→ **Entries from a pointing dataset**
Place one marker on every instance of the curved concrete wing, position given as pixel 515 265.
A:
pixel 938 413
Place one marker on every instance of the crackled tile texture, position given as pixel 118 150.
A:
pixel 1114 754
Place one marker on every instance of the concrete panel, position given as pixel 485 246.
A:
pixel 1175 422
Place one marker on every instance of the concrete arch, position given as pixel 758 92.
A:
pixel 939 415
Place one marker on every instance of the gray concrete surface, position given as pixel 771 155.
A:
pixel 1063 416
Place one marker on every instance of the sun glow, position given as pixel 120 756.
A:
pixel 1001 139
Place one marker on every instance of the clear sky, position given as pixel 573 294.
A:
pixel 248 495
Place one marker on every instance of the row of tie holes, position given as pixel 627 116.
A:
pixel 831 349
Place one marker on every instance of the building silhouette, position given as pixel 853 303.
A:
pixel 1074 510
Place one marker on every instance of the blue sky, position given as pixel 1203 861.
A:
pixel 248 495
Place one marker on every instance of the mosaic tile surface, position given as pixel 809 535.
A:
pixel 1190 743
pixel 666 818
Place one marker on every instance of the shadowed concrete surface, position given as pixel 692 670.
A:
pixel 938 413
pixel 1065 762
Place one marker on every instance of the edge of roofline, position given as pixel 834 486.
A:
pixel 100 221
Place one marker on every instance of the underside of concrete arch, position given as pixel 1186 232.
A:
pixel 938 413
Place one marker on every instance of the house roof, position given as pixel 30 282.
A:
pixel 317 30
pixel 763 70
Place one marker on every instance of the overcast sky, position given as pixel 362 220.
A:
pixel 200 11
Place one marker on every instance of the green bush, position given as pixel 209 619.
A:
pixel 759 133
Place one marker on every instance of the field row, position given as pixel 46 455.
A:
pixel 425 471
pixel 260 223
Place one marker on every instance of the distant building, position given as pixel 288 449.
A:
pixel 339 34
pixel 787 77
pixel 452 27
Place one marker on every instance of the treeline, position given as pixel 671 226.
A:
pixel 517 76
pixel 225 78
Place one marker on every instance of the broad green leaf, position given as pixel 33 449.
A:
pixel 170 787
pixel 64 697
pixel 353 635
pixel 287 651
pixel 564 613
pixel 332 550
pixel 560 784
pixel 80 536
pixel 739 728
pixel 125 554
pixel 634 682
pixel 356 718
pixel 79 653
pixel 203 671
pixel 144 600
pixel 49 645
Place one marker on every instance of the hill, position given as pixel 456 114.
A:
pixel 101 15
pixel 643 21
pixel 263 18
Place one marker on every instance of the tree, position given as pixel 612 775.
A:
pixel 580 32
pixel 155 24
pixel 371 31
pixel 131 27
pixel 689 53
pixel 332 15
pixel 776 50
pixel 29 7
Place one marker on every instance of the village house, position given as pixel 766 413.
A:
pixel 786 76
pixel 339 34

→ **Stated problem**
Output the data as a numbered list with blank lines dropped, starting at the line that contains "Place one marker on every instance of the broad" and continuing through the end of the data, both ends included.

→ **Complete answer**
1. Place one marker on every instance of the broad green leaf, position given as pixel 33 449.
2. A:
3. pixel 170 787
4. pixel 64 697
5. pixel 353 635
6. pixel 287 651
7. pixel 564 613
8. pixel 332 550
9. pixel 560 784
10. pixel 80 536
11. pixel 739 728
12. pixel 125 554
13. pixel 634 682
14. pixel 356 718
15. pixel 79 653
16. pixel 203 671
17. pixel 144 600
18. pixel 49 645
19. Place one marker on every instance of the hill, position given as pixel 456 114.
20. A:
21. pixel 101 15
22. pixel 643 21
23. pixel 263 18
24. Place one marker on every instance of the tree, position given as pixel 612 775.
25. A:
26. pixel 580 32
27. pixel 155 24
28. pixel 371 31
29. pixel 131 27
30. pixel 689 53
31. pixel 332 15
32. pixel 776 50
33. pixel 29 7
34. Place one marker on every instance of the village house, position given as pixel 766 413.
35. A:
36. pixel 786 76
37. pixel 339 34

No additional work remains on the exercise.